> DIRECTIONS FOR THIS TASK:
Shift every bounding-box coordinate in the answers up by 104, and write out all the lines of the rows below again, requests included. Leave the pictures out.

▽

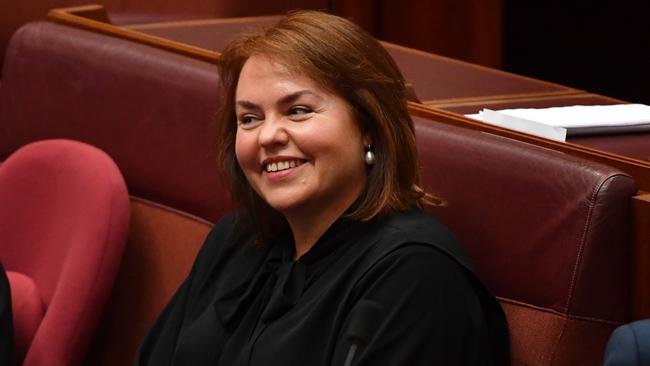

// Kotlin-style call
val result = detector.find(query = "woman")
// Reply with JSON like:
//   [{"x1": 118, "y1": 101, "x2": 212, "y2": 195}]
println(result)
[{"x1": 136, "y1": 12, "x2": 509, "y2": 365}]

△

> OUTPUT OF THE EXERCISE:
// Kotlin-style call
val result = detector.find(query = "woman")
// Reply with JSON like:
//   [{"x1": 118, "y1": 101, "x2": 212, "y2": 195}]
println(result)
[{"x1": 240, "y1": 116, "x2": 613, "y2": 469}]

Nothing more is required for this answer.